* SOURCE MATERIAL *
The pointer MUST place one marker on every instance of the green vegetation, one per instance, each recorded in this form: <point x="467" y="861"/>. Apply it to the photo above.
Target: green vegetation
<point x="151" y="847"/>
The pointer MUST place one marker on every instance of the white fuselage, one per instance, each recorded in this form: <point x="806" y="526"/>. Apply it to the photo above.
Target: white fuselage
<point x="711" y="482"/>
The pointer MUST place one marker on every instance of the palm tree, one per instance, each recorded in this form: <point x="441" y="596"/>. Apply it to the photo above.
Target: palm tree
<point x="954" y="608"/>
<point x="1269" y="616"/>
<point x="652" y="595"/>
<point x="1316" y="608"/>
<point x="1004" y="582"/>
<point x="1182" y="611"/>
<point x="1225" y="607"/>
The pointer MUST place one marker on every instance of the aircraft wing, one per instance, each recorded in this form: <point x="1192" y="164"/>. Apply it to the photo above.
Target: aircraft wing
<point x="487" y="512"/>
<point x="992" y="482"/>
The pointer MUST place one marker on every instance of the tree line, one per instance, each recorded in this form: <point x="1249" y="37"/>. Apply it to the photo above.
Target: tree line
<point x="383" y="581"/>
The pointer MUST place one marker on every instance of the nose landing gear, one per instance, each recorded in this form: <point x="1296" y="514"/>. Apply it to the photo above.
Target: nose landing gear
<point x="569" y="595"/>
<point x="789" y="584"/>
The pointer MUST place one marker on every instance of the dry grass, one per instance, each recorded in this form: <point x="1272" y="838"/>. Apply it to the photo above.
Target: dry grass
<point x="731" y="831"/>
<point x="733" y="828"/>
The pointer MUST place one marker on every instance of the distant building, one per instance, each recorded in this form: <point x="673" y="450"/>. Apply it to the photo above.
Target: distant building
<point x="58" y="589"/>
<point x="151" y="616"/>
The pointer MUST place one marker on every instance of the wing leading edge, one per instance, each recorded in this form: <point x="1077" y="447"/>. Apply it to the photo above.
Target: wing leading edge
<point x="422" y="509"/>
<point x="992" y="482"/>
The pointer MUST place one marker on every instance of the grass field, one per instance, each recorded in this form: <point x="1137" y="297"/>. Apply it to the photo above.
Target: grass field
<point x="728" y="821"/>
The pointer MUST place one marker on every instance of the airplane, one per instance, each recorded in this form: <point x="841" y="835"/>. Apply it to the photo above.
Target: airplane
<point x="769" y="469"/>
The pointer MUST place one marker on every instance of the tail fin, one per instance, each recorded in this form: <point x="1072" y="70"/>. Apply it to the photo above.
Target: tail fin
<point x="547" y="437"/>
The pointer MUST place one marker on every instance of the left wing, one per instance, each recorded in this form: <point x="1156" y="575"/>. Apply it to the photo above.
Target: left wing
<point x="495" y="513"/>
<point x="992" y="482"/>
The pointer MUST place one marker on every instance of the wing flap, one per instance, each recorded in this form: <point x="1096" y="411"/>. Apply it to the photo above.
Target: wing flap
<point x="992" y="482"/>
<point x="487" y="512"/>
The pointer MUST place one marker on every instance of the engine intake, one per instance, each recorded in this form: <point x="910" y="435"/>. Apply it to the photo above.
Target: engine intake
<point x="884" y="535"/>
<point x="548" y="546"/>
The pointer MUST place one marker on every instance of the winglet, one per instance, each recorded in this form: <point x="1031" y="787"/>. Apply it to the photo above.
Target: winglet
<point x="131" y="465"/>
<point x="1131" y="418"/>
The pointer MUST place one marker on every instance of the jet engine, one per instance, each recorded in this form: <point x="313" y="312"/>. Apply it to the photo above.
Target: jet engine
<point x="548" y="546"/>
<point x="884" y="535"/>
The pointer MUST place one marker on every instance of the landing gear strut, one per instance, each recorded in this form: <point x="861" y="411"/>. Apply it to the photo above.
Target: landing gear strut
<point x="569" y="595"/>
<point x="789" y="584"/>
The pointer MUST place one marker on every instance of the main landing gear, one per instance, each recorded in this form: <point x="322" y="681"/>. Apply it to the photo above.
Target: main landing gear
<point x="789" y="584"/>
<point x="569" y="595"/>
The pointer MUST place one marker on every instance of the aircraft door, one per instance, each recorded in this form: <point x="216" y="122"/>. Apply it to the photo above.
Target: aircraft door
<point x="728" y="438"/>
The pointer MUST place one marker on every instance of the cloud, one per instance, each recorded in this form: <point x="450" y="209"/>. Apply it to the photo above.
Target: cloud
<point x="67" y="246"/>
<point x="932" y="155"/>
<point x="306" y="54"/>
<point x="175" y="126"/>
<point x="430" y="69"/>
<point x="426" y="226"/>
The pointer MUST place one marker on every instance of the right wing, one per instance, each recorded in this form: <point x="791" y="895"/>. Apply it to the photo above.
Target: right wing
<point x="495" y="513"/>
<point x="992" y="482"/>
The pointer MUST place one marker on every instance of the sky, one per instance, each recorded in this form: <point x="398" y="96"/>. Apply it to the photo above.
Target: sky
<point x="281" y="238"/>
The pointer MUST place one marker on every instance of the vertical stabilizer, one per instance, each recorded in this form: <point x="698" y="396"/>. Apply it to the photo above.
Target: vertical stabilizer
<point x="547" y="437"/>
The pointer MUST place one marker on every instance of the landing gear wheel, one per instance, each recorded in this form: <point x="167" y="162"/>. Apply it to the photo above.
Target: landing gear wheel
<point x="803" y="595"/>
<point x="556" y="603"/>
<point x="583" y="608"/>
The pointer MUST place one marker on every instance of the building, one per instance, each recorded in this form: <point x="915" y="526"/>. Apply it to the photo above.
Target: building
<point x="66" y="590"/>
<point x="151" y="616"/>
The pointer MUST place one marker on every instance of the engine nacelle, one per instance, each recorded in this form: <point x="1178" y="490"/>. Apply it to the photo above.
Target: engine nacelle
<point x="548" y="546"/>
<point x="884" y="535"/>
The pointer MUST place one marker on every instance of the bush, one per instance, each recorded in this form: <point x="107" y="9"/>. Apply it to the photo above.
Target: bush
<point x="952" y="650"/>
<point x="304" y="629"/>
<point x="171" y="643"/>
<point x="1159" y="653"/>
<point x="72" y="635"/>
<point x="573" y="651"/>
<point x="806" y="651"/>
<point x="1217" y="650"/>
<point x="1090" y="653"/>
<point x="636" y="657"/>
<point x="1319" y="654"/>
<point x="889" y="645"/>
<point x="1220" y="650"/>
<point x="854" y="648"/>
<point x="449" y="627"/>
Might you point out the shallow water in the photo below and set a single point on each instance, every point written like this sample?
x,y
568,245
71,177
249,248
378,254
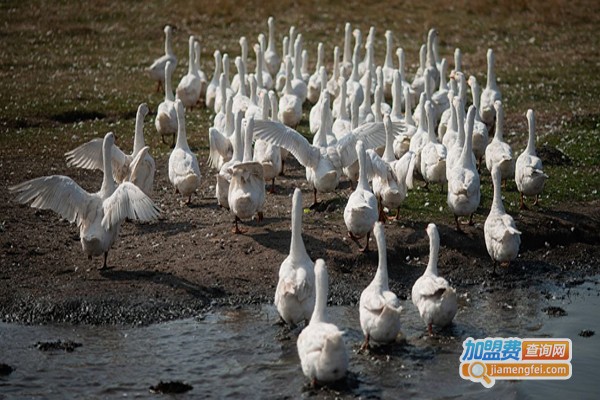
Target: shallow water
x,y
244,354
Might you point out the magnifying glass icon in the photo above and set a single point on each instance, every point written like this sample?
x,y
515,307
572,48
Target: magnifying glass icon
x,y
478,370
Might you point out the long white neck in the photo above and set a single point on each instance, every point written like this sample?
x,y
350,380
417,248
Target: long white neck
x,y
388,49
388,153
491,78
363,182
321,288
381,277
466,159
108,183
347,44
168,86
169,41
297,249
248,153
271,45
531,142
138,138
191,61
434,249
181,133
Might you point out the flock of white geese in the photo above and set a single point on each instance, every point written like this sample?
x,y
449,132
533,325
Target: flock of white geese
x,y
427,133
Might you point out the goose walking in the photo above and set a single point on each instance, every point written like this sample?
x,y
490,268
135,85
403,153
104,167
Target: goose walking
x,y
321,347
98,215
432,294
379,307
138,167
529,173
184,172
295,293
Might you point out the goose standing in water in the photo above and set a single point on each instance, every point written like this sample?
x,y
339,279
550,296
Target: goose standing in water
x,y
157,69
98,215
166,116
529,173
184,172
432,294
138,167
464,190
498,153
321,347
190,86
361,212
295,293
247,187
379,307
502,239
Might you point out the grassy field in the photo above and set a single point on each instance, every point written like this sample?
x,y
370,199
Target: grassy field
x,y
71,71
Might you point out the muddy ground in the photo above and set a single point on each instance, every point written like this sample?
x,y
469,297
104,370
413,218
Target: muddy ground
x,y
189,261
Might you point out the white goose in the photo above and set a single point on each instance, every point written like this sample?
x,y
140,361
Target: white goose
x,y
213,85
433,154
379,307
157,68
480,131
432,294
502,239
188,90
529,174
290,105
224,175
247,187
323,164
184,172
166,116
314,86
98,215
321,347
138,167
498,153
464,190
490,94
295,293
361,213
272,59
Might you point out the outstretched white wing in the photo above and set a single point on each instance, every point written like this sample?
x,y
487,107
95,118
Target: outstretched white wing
x,y
128,201
289,139
57,193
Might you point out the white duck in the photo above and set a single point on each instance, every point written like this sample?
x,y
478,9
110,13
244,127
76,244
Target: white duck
x,y
490,94
166,116
188,90
321,347
498,153
502,239
184,172
247,187
224,175
480,131
290,105
295,293
433,155
213,85
361,212
157,68
432,294
272,59
529,174
464,191
379,307
98,215
138,167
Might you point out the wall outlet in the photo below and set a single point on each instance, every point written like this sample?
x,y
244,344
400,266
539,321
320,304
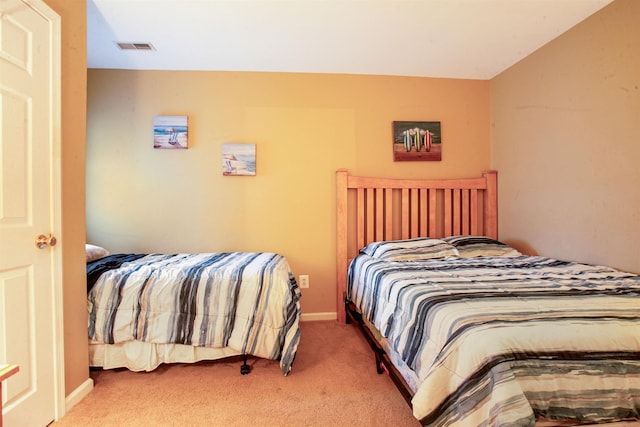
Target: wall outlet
x,y
304,281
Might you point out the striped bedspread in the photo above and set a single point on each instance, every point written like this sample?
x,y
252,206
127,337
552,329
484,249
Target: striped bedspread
x,y
498,341
246,301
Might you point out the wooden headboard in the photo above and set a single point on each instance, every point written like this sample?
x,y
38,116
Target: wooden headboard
x,y
377,209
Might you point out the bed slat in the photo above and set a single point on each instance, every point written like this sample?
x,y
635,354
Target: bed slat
x,y
427,208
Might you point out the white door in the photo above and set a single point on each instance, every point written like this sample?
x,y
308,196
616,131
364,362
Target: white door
x,y
30,274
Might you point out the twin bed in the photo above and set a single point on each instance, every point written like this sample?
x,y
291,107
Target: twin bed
x,y
148,309
471,331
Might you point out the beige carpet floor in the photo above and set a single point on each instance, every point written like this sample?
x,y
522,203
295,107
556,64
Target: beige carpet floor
x,y
333,383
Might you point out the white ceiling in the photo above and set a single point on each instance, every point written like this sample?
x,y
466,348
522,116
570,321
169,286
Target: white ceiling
x,y
470,39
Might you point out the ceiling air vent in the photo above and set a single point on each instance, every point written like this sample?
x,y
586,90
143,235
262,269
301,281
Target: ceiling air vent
x,y
135,46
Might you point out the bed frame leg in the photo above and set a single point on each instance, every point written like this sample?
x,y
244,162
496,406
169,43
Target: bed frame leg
x,y
379,367
245,368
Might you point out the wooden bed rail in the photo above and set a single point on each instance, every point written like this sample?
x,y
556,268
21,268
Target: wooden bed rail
x,y
378,209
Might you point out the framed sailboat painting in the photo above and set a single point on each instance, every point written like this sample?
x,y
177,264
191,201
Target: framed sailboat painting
x,y
238,159
170,132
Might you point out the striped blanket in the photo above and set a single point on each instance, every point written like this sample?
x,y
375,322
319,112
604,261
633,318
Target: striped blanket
x,y
246,301
498,341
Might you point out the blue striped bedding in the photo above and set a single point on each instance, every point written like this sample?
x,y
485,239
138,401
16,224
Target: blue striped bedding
x,y
243,300
503,341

* WHAT IS REQUIRED *
Above are some lines. Repeat exactly, and only, those from the line that has "wing flap, one" through the line that has "gear strut, one".

* SOLUTION TO THE PROBLEM *
The pointer MUST place one marker on every instance of the wing flap, one per instance, each recorded in this form: <point x="1096" y="411"/>. Apply it to the photo above.
Target: wing flap
<point x="992" y="482"/>
<point x="487" y="512"/>
The pointer MUST place one marker on every instance of the engine intake, one per instance, each recorded in this form: <point x="910" y="435"/>. Apply it to the photo above.
Target: engine intake
<point x="884" y="535"/>
<point x="548" y="546"/>
The pointer MUST place one marker on every instance of the winglet, one per instance, each recorded in this form: <point x="1031" y="787"/>. Apply it to the photo above.
Target: winglet
<point x="131" y="465"/>
<point x="1131" y="418"/>
The pointer MUST place one marker on every instance of the jet engine, one per instance, each recorded in this form: <point x="313" y="312"/>. Apply it to the photo above.
Target: jet engine
<point x="548" y="546"/>
<point x="884" y="535"/>
The pointer MUST place one marker on every instance of the landing gear strut, one per instance, each recorded in this form: <point x="861" y="411"/>. Apply it to the photo above.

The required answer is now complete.